Beginning at the line that includes "Query: statue's right hand", print each remaining line of the data word for word. Output nothing else.

▶ Given entries

——————————

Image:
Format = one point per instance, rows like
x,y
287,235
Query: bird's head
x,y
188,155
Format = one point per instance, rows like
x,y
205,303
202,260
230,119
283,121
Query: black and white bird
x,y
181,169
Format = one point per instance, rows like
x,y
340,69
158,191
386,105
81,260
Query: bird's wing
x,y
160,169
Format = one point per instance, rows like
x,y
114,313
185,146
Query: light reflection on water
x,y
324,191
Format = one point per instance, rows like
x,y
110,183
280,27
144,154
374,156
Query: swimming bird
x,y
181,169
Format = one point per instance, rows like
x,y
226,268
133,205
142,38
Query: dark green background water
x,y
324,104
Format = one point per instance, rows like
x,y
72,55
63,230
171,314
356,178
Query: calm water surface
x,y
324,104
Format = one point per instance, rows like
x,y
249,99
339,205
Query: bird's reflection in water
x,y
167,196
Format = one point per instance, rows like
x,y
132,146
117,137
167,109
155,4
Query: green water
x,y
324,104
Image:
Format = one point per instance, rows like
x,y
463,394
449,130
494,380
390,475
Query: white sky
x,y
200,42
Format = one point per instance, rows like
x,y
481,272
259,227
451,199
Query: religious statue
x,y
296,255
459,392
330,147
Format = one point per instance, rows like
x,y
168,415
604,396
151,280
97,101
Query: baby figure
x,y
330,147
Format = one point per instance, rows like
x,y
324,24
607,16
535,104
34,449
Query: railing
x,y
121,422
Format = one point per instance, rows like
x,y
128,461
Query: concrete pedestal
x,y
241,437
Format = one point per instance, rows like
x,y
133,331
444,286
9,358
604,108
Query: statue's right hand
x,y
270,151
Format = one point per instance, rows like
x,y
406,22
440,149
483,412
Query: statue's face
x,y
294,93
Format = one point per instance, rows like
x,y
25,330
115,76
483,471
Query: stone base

——————————

▶ Exercise answer
Query: statue's right hand
x,y
270,151
Format = one point per instance, rows like
x,y
406,22
440,149
483,412
Query: statue's face
x,y
294,93
Format = one point per instance, rows like
x,y
25,330
115,76
483,471
Query: stone base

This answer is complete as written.